(Saved entries)

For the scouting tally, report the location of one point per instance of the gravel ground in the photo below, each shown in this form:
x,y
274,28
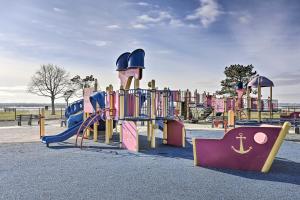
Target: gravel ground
x,y
32,171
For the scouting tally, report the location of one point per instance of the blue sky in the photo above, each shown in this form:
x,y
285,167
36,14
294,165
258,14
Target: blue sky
x,y
187,43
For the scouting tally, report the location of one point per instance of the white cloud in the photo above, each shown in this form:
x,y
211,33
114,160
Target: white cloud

• **REQUIRED WORK**
Reproduce without change every line of the entries above, from the one containing "of the white" through the last.

• **OUTPUT**
For the scouting tally, report the location of one point per instance of the white cloud in the photo above, each shown in this form:
x,y
211,33
114,160
Target: white cloud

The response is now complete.